**TO BE DONE:**
Copy out every line of the data below word for word, but leave the pictures out.

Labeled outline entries
::::::::::
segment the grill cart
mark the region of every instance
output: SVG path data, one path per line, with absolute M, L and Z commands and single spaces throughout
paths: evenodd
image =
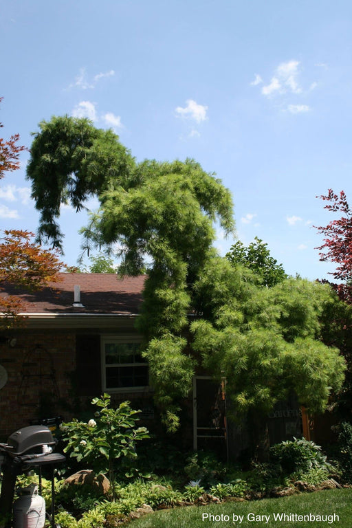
::::::::::
**CORRECT RESULT:**
segment the grill cart
mark the region of every instance
output: SVG path data, one path per line, with absolute M, L and Z commands and single spaces throughout
paths: evenodd
image =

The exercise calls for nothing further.